Supplied text:
And if so, how do you do that? How do you arrange those situations?
Luis Baez: Yeah. I think that if you are in a position where you're invited to collaborate at that level of not only providing the strategic oversight, but actually being involved in implementation, that is a matter of understanding and planning for capacity on your end, making sure that either you or someone that you can bring on board or subcontract or hire is someone that can help you implement the things, build the things, create the things within the timeline and within the budget that's been negotiated, and that is a matter of really also understanding capacity.
Some solopreneurs want to remain solopreneurs, and so their timelines might be elongated when they're working on projects or they only take one client at a time, and therefore want to make sure that they're implementing minimum investment thresholds, so it is worth their time. You don't want to burn yourself out by overdelivering and undercharging.
Chris McNeil: Sure. Absolutely understand, and of course, the theme of this podcast is Strategic Thought Leadership. It's about messaging. It's about leading an audience to embrace new perspectives that in the context of sales and organizational development, favor the USPS of the company as well as empowering the audience to get more value out of that category.

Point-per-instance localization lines
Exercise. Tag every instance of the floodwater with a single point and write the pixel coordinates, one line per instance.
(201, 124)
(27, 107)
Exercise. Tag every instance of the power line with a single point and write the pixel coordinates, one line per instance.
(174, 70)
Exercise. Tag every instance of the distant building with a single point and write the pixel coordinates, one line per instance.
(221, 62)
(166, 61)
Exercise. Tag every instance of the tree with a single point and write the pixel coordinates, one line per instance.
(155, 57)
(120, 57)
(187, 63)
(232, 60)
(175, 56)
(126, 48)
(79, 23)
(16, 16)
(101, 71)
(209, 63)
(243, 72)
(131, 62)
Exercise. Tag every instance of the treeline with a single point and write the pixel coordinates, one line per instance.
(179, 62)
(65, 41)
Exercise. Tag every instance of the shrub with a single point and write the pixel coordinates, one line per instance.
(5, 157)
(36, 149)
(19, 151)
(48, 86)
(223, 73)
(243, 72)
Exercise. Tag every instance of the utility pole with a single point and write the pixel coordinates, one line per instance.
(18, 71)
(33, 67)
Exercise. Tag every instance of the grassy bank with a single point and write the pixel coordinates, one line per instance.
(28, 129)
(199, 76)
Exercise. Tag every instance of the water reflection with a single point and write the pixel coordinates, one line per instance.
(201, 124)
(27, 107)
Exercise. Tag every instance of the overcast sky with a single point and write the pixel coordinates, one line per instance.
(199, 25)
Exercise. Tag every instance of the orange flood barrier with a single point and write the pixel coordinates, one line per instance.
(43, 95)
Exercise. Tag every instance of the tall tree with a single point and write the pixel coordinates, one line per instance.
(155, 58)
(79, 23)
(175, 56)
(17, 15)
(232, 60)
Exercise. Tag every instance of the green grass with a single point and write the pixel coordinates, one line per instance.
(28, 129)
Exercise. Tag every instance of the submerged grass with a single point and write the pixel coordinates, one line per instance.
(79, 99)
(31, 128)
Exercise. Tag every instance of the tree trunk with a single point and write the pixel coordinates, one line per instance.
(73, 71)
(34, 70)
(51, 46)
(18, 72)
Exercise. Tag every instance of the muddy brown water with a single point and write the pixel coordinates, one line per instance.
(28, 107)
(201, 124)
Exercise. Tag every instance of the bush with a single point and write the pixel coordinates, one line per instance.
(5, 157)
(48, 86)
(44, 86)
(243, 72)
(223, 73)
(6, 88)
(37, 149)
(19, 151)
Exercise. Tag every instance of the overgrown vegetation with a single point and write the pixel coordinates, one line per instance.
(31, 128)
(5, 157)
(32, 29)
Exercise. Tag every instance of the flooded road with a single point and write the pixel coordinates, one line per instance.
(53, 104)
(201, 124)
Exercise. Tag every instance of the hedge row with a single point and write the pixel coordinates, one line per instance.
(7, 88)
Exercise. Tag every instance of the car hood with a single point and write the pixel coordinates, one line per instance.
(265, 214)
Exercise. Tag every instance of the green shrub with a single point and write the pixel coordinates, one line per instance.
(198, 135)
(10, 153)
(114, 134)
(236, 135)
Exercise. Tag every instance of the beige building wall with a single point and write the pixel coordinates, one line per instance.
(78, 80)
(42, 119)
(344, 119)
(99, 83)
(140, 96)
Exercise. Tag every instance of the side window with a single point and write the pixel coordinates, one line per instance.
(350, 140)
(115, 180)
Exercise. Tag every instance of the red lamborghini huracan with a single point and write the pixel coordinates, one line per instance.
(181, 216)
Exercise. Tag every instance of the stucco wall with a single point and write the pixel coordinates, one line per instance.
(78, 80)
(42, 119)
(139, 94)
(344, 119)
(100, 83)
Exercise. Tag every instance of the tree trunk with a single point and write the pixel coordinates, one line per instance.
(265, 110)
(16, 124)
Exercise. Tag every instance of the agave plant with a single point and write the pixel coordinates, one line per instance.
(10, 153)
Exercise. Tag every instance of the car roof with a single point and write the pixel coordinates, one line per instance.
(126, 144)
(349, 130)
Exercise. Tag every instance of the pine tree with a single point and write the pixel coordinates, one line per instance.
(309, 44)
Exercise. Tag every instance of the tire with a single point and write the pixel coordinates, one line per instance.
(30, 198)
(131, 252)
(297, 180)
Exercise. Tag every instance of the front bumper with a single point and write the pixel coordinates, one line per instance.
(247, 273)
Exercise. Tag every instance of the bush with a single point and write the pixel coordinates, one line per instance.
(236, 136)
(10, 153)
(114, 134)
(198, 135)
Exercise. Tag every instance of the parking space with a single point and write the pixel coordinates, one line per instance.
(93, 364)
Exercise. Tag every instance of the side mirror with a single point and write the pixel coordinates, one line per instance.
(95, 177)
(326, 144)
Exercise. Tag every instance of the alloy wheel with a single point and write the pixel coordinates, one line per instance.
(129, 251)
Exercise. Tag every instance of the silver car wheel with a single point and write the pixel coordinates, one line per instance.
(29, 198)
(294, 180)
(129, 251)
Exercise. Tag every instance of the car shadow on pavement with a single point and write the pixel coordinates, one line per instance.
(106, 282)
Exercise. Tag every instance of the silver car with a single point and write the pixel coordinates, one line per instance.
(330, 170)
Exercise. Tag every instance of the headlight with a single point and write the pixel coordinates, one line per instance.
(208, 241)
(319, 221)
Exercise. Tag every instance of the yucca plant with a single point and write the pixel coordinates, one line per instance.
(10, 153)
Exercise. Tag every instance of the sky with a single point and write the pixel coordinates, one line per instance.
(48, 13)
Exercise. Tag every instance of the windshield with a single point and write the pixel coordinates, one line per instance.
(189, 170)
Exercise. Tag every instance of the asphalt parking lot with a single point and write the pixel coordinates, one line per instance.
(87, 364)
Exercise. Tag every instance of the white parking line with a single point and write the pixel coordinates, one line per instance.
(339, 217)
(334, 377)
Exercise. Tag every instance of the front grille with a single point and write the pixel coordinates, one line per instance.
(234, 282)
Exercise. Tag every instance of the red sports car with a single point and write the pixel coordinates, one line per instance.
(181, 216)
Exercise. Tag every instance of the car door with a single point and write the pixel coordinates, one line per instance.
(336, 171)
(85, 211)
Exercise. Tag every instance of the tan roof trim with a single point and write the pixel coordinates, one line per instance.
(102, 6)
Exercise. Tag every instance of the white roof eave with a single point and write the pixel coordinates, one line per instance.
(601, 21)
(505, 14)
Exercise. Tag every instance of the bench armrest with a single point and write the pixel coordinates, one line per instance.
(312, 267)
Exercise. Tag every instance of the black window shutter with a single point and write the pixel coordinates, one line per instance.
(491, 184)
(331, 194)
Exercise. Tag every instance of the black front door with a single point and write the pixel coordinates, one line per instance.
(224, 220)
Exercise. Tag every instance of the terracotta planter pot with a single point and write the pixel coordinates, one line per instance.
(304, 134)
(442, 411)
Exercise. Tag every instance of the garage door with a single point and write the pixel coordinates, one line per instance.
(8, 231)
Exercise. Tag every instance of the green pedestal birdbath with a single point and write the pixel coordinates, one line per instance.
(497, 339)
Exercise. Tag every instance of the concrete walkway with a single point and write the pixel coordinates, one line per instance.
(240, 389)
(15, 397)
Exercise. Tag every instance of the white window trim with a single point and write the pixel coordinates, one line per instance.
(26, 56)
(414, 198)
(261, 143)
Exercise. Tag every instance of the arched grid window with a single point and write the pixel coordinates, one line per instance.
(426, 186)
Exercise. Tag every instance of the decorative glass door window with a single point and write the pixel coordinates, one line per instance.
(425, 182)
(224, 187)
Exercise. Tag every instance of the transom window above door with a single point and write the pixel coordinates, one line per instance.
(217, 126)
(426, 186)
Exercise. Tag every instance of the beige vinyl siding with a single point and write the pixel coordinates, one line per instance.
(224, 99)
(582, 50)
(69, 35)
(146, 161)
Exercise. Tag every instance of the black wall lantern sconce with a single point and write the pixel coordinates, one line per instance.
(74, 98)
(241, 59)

Using the information:
[1] According to the podcast transcript, what is the theme of the podcast?
[2] Print the passage of the podcast transcript from "Luis Baez: Yeah." up to and including "also understanding capacity.".
These lines have no connection to the podcast transcript.

Answers for this exercise:
[1] Strategic Thought Leadership.

[2]
Luis Baez: Yeah. I think that if you are in a position where you're invited to collaborate at that level of not only providing the strategic oversight, but actually being involved in implementation, that is a matter of understanding and planning for capacity on your end, making sure that either you or someone that you can bring on board or subcontract or hire is someone that can help you implement the things, build the things, create the things within the timeline and within the budget that's been negotiated, and that is a matter of really also understanding capacity.